Work to be completed: Pick every line out of the entries below that has the string "roof", and copy it.

+ + + + +

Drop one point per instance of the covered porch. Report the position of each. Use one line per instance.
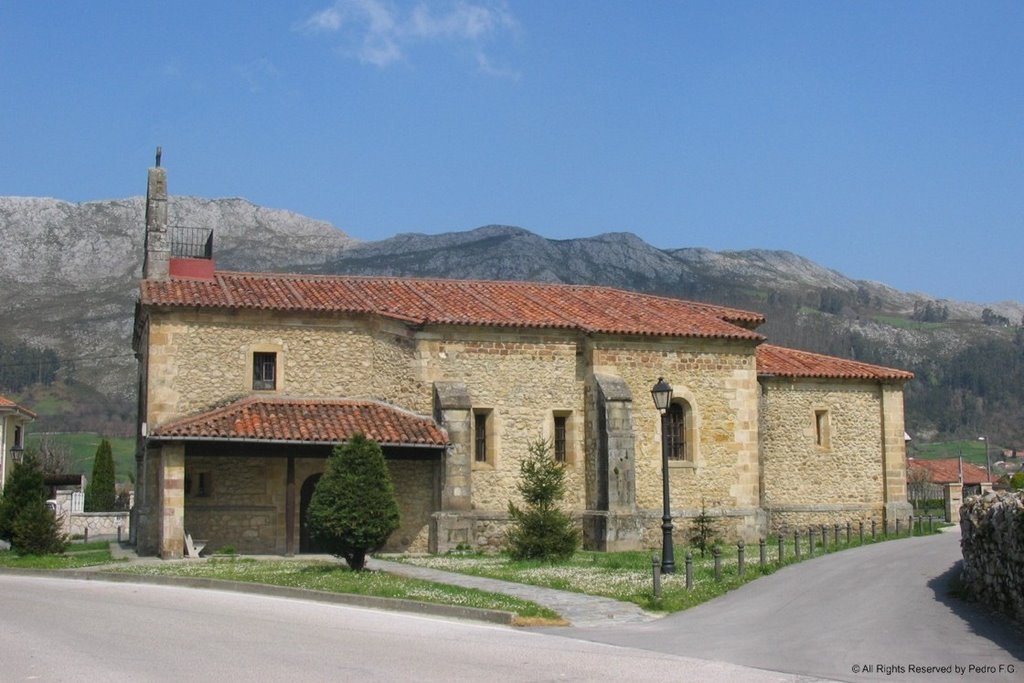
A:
(241, 476)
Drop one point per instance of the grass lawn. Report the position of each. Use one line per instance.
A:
(82, 447)
(335, 578)
(76, 555)
(628, 575)
(624, 575)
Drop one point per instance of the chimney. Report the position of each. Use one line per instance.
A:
(158, 246)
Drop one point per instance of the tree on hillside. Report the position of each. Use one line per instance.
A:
(353, 509)
(100, 493)
(541, 530)
(54, 457)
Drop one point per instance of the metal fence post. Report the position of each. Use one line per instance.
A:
(689, 570)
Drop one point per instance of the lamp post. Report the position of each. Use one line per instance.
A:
(662, 393)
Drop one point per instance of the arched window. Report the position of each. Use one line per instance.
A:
(675, 430)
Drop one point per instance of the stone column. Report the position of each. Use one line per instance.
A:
(172, 501)
(953, 495)
(894, 454)
(453, 410)
(612, 523)
(157, 259)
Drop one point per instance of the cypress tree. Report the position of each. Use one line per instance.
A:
(541, 530)
(24, 488)
(353, 509)
(100, 492)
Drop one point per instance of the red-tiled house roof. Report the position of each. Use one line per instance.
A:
(946, 470)
(779, 361)
(7, 406)
(314, 422)
(586, 308)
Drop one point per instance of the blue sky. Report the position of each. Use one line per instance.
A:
(883, 139)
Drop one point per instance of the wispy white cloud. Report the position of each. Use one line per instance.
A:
(381, 32)
(257, 73)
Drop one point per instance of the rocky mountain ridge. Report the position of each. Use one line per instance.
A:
(69, 279)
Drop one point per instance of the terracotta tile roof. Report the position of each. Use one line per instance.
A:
(946, 470)
(7, 406)
(290, 420)
(588, 308)
(779, 361)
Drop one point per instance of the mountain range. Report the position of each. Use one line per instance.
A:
(69, 275)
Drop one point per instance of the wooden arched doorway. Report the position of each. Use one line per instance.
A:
(306, 543)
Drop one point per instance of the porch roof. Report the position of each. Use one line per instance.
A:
(274, 420)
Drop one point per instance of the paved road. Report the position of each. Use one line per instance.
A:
(884, 604)
(70, 630)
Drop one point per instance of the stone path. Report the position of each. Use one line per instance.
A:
(582, 610)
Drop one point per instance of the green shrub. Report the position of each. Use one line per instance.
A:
(541, 530)
(37, 531)
(353, 509)
(704, 530)
(100, 494)
(24, 488)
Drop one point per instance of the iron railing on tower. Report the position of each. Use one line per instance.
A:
(190, 242)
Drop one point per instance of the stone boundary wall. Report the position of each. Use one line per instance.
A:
(97, 524)
(992, 542)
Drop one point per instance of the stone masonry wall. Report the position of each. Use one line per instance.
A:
(810, 483)
(992, 542)
(523, 379)
(718, 380)
(198, 360)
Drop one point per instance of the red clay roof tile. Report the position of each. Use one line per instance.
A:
(779, 361)
(309, 421)
(588, 308)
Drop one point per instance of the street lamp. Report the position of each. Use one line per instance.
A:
(662, 393)
(988, 462)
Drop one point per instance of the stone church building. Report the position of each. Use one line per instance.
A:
(248, 380)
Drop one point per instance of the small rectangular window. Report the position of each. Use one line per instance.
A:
(559, 438)
(264, 371)
(480, 437)
(205, 487)
(821, 438)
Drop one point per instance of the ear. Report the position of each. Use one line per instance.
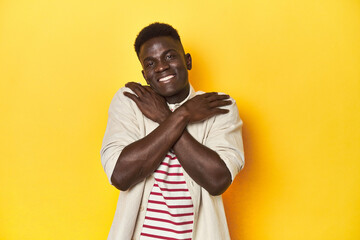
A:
(142, 71)
(188, 61)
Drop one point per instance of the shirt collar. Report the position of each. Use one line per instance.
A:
(191, 94)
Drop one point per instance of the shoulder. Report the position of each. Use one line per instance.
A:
(120, 101)
(231, 107)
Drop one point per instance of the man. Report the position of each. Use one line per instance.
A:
(171, 151)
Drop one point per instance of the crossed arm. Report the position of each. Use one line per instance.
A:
(141, 158)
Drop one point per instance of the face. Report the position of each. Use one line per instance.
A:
(165, 68)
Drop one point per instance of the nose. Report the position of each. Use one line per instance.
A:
(162, 66)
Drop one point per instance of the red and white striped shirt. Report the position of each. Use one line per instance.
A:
(169, 214)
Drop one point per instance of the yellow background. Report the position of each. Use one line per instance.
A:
(292, 66)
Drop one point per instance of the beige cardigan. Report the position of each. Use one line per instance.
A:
(221, 133)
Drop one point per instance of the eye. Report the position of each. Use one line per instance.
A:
(149, 64)
(170, 56)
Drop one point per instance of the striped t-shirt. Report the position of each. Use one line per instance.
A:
(169, 214)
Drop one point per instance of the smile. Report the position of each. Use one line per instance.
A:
(164, 79)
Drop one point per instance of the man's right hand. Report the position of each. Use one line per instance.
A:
(204, 106)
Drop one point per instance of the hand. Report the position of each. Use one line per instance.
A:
(152, 105)
(206, 105)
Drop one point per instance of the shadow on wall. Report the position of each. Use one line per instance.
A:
(237, 199)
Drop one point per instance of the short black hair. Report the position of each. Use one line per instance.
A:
(155, 30)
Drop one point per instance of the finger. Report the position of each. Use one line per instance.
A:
(131, 96)
(220, 111)
(217, 96)
(220, 103)
(136, 88)
(209, 94)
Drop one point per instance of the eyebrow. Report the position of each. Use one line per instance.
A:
(164, 53)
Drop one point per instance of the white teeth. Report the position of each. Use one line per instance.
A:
(166, 78)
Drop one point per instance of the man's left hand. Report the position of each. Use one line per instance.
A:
(151, 104)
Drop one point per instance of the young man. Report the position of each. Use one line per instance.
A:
(171, 151)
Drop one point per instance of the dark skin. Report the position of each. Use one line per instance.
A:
(165, 67)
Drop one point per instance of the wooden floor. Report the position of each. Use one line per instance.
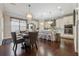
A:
(45, 48)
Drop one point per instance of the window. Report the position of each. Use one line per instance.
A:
(14, 25)
(68, 29)
(22, 25)
(18, 25)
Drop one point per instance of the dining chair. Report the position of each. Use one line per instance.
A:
(33, 36)
(16, 41)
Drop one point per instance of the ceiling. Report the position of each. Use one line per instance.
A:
(40, 11)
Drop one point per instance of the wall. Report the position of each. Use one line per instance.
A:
(1, 26)
(60, 25)
(7, 26)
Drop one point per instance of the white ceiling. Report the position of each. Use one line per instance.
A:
(40, 10)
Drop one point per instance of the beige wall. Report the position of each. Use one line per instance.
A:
(60, 25)
(1, 26)
(7, 26)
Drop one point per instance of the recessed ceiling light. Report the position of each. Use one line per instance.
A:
(13, 3)
(59, 7)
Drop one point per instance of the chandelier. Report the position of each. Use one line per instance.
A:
(29, 14)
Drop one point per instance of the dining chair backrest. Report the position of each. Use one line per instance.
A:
(33, 36)
(13, 34)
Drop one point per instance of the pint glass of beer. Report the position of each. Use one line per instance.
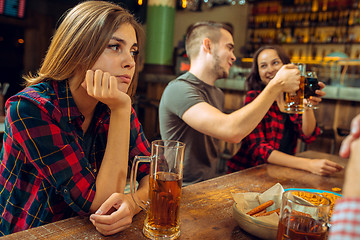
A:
(294, 100)
(166, 176)
(302, 219)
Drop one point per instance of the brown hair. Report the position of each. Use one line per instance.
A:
(253, 81)
(81, 38)
(200, 30)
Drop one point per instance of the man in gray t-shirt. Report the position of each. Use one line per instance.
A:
(191, 107)
(181, 94)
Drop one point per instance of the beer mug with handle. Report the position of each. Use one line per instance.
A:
(166, 176)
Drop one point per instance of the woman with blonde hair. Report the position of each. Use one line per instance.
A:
(70, 133)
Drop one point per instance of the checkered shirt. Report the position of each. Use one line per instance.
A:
(44, 173)
(257, 146)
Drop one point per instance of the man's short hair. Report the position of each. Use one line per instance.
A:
(200, 30)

+ + + + +

Your solution:
Drop one point per instance of the red-tiled house roof. Report the position of each. Use one line per instance.
Drop one point per instance of the terracotta tile roof. Report the position of each. Use one line per instance.
Drop one point per instance of the porch roof. Report the position of each. Use one line per instance.
Drop one point per instance of the red clay roof tile. Report the position of each. Use one line per instance.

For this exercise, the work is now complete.